## STATED GOAL
Write the data out again in full, with no departure from the original.

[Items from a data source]
-- Start --
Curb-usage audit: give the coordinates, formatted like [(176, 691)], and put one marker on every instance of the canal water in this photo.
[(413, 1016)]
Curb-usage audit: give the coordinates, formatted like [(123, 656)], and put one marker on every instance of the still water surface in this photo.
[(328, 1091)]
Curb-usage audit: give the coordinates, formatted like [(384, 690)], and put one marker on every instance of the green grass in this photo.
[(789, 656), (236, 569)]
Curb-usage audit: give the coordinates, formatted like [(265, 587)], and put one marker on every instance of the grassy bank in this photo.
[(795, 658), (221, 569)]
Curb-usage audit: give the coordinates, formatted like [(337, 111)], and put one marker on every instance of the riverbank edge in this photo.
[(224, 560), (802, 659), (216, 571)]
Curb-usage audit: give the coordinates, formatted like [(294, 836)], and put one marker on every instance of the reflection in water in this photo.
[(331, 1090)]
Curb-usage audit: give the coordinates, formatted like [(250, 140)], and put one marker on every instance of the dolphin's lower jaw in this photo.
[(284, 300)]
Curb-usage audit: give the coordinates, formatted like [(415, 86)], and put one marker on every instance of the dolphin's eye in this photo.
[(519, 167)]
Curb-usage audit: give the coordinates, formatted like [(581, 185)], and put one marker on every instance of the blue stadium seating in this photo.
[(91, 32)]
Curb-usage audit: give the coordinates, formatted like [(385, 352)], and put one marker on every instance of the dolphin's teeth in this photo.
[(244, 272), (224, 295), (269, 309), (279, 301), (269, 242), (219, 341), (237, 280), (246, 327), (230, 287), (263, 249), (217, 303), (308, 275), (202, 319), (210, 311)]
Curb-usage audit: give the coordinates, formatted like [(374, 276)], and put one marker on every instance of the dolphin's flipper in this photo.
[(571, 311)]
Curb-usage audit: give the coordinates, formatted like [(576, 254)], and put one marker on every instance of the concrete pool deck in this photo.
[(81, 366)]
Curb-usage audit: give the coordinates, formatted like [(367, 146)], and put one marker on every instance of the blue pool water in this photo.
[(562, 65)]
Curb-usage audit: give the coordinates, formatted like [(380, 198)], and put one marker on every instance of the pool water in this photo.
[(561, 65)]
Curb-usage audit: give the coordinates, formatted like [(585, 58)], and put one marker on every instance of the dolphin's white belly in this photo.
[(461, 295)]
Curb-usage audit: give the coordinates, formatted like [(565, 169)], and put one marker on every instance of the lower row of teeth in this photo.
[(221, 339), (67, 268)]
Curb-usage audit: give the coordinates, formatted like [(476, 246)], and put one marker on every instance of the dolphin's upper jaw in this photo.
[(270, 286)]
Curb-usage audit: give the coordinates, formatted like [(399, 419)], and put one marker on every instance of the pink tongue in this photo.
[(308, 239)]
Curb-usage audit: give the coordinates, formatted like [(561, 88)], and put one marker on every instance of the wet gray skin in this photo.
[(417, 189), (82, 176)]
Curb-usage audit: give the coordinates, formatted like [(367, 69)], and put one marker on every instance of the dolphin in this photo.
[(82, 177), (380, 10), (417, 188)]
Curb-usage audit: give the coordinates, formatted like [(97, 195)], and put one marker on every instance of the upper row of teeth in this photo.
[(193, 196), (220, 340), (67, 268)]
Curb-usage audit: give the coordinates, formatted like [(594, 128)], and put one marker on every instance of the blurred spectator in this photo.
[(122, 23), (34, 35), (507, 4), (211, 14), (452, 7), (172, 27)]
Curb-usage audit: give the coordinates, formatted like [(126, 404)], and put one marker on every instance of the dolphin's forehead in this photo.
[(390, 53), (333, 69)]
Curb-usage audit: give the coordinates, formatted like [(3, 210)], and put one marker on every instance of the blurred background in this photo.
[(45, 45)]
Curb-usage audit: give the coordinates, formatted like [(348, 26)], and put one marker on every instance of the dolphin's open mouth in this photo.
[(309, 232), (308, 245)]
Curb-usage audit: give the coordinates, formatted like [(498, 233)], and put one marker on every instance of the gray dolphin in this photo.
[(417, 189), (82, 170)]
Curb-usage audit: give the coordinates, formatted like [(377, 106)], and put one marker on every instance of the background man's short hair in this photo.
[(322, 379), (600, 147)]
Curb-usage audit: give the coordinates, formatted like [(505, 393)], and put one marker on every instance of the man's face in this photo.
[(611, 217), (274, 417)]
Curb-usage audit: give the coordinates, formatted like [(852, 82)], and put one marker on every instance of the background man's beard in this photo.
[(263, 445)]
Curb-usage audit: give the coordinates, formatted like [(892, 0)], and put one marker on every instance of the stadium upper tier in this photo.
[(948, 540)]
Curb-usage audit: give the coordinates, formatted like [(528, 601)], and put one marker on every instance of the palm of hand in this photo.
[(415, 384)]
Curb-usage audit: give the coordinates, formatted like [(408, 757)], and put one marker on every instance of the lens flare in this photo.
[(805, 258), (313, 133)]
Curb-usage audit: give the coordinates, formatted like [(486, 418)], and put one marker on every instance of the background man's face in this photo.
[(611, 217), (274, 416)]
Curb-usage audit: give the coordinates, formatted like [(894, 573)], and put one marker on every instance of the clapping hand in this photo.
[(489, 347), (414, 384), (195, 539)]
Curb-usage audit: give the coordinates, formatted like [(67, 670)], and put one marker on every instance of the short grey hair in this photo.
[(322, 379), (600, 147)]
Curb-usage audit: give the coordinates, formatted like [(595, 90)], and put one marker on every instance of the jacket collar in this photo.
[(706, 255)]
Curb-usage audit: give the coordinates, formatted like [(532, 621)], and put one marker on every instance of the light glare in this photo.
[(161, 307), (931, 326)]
-- End --
## RESULT
Curb-usage audit: give the coordinates, formatted like [(176, 691)], and put one marker on every instance of the canal water in this photo.
[(413, 1016)]
Curb-usage audit: give the coordinates, formatted like [(123, 656)], and put one marker on every instance of the still water surface in this photo.
[(328, 1091)]
Curb-usage audit: give the coordinates, formatted like [(384, 690)], and put one marker on every instance of the green grass in this photo.
[(789, 656), (236, 569)]
Curb-usage audit: give the coordinates, formatted like [(265, 587)], and put one marker on every instance of the grassy bank in this photo.
[(795, 658), (221, 569)]
Curb-usage audit: give the coordinates, formatted like [(337, 111)], and put one marker on every instance of the riverbank edge in this photo.
[(224, 560), (802, 659), (216, 571)]
Curb-usage audit: give the coordinates, formatted like [(294, 836)], and put one marker on every instance of the reflection in water in this photo.
[(331, 1090)]
Curb-usage audit: give the coordinates, formatted like [(250, 140)], and put one marker on every instance of the dolphin's lower jaw in this photo.
[(284, 300)]
Curb-usage audit: give the coordinates, formatted like [(415, 86)], and put one marker on every instance of the dolphin's eye in this photo.
[(519, 167)]
Curb-usage audit: give the coordinates, formatted like [(581, 185)], and put one marker on every instance of the blue stadium seating in this photo.
[(91, 32)]
Curb-usage audit: give the coordinates, formatted like [(385, 352)], and put one marker on every instance of the dolphin's teeth in this photo.
[(244, 272), (224, 295), (269, 309), (279, 301), (269, 242), (219, 341), (237, 280), (246, 327), (230, 287), (263, 249), (217, 303), (308, 275), (202, 319), (210, 311)]
Curb-usage audit: give the coordinates, formatted like [(374, 276)], and put one marker on every instance of the dolphin's flipper in this photo.
[(571, 311)]
Curb-usage audit: give the coordinates, formatted like [(576, 254)], and put one marker on every instance of the concrete pool deck in this photo.
[(81, 366)]
Curb-usage audit: give the coordinates, formatted like [(367, 146)], and put one marker on every instance of the blue pool water in this photo.
[(562, 65)]
Curb-usage audit: give the coordinates, formatted like [(380, 198)], and put one marker on every instance of the pool water in this photo.
[(561, 65)]
Curb-usage audit: give the coordinates, formatted like [(585, 58)], and put one marker on every instance of the dolphin's white belly in this photo.
[(461, 295)]
Curb-usage audit: give the coordinates, formatted like [(565, 169)], and put one marker on every instance of the lower row of teeth in this photo.
[(221, 339), (67, 268)]
Curb-usage audit: give the coordinates, formatted like [(476, 246)], and put one marker on every instance of the dolphin's upper jaw in this photo.
[(270, 286)]
Curb-usage audit: give the coordinates, formatted like [(399, 419)], and put one marker on every instance of the pink tongue in this photo.
[(308, 239)]
Curb-usage audit: give the coordinates, formatted like [(561, 88)], and put one marker on every instance of the wet gray skin in this photo.
[(417, 189), (82, 176)]
Curb-usage audit: give the coordinates, formatted like [(367, 69)], and put one marker on every instance of the dolphin in this photo.
[(82, 177), (380, 10), (417, 188)]
Curb-usage audit: give the coordinates, formatted like [(97, 195)], and put one marker on every instance of the upper row of teeth in this photo.
[(193, 196), (220, 340), (67, 268)]
Curb-usage audit: give the coordinates, formatted like [(594, 128)], and put one marker on every instance of the blurred spectator in this photo.
[(122, 23), (34, 35), (507, 4), (211, 14), (452, 7), (172, 27)]
Curb-usage audit: give the coordinates, formatted like [(126, 404)], and put one marker on every instance of the dolphin's forehead in this photo.
[(390, 53), (333, 69)]
Curb-usage audit: give the coordinates, formatted like [(3, 210)], and put one marker on every instance of the blurred background in this photo.
[(45, 45)]
Curb-usage audit: give the coordinates, formatted like [(348, 26)], and put one marker on every instance of the dolphin's open mouth in this photo.
[(309, 232), (308, 245)]
Curb-usage audit: give the coordinates, formatted like [(498, 233)], and put one marker on every instance of the gray dolphin in this photo.
[(417, 189), (82, 170)]
Curb-usage audit: give the coordinates, formatted like [(377, 106)], and put one marker on every instance of the background man's short hair in this photo.
[(322, 379), (600, 147)]
Curb-usage audit: give the coordinates, formatted like [(505, 393)], and put one marker on every instance of the man's face in this photo.
[(611, 217), (274, 417)]
Curb-usage audit: give the coordinates, formatted like [(852, 82)], and put one marker on every instance of the background man's beard in this photo.
[(263, 445)]
Curb-usage audit: give the coordinates, formatted like [(892, 0)], and put one marker on every instance of the stadium upper tier in this photo.
[(948, 540)]
Curb-usage audit: give the coordinates, formatted like [(528, 601)], and put one marker on every instance of the palm of hand in this photo.
[(415, 384)]
Curb-usage audit: give the coordinates, formatted like [(408, 757)], and put one marker on every instance of the lens flare in this photo.
[(805, 258), (313, 133)]
Curb-usage audit: give the coordinates, formatted like [(486, 418)], and put one marker on every instance of the background man's face in this photo.
[(611, 217), (274, 416)]
Curb-usage audit: give the coordinates, formatted like [(894, 573)], and put one marker on every instance of the clapping hand in this photo.
[(489, 347), (414, 384), (195, 539)]
Curb-usage audit: give the coordinates, formatted like [(67, 670)], and put one marker on every instance of the short grey hair in this photo.
[(322, 379), (600, 147)]
Curb-usage audit: give the coordinates, formatted like [(595, 90)], and put one marker on every instance of the jacket collar in this photo.
[(706, 255)]
Curb-usage audit: give the coordinates, formatted like [(532, 621)], and put one marker on every instance of the light glare in this photo.
[(161, 307), (931, 326)]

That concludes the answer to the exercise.